**What to produce:** Put the data into a numbered list, from its first line through the line containing "[0,270,455,333]", both included. Leave out blank lines and everything after that line.

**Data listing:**
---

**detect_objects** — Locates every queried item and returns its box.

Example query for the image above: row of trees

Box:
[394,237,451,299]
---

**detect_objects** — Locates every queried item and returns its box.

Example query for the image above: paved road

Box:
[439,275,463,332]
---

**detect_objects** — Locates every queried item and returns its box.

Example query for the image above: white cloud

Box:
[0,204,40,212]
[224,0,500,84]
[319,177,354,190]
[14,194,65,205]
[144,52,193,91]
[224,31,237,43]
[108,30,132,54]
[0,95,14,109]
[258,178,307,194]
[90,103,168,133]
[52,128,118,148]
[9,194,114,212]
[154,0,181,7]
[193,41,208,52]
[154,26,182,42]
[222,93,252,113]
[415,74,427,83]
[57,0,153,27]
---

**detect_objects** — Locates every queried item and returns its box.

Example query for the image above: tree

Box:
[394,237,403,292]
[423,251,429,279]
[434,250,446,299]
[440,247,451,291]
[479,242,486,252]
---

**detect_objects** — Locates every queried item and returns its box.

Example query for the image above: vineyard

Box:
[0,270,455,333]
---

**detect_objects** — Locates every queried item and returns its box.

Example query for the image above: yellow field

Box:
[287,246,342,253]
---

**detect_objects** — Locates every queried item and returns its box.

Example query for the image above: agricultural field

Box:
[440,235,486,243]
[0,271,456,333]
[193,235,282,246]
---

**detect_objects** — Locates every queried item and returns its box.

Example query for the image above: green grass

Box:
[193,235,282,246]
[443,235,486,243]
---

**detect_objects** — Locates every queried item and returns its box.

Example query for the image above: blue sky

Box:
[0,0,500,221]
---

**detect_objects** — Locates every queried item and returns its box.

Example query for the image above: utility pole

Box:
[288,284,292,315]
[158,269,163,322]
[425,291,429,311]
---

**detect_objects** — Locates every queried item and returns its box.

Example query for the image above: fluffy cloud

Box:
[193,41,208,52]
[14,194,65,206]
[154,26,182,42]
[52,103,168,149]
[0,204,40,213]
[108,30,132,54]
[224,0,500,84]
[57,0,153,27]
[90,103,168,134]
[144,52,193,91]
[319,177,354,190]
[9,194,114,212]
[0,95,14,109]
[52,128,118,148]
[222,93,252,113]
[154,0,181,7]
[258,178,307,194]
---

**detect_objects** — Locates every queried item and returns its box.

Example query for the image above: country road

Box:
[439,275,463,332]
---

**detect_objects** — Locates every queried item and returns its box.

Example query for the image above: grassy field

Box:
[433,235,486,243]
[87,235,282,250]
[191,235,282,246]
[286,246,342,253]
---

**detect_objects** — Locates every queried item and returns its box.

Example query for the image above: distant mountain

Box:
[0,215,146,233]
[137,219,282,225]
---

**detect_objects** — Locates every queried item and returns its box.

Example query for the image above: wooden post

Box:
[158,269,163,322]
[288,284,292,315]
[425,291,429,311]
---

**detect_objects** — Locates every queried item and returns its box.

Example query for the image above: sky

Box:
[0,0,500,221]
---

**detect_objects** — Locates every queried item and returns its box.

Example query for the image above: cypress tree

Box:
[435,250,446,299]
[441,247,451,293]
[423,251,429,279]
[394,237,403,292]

**Result of the exercise:**
1. ---
2. **detect_objects** — Locates every queried item and returns its box.
3. Example query for the image above: row of trees
4. Box:
5. [394,237,451,299]
6. ---
7. **detect_objects** — Locates every queried item and returns its box.
8. Example query for the image above: paved road
9. Box:
10. [439,275,463,332]
11. ---
12. **detect_objects** — Locates every queried item and returns its box.
13. Example query for the image above: white cloud
14. Box:
15. [0,204,40,212]
16. [224,0,500,84]
17. [319,177,354,190]
18. [14,194,65,205]
19. [144,52,193,91]
20. [224,31,237,43]
21. [108,30,132,54]
22. [0,95,14,109]
23. [258,178,307,194]
24. [90,103,168,133]
25. [52,128,118,148]
26. [9,194,114,212]
27. [154,0,181,7]
28. [193,41,208,52]
29. [154,26,182,42]
30. [222,93,252,113]
31. [415,74,427,83]
32. [57,0,153,27]
33. ---
34. **detect_objects** — Locates every queried item and returns its box.
35. Example query for the image above: tree
36. Box:
37. [394,237,403,292]
38. [423,251,429,279]
39. [434,250,446,299]
40. [440,247,451,291]
41. [479,242,486,252]
42. ---
43. **detect_objects** — Locates every queried item and returns its box.
44. Example query for the image above: vineyard
45. Box:
46. [0,270,455,333]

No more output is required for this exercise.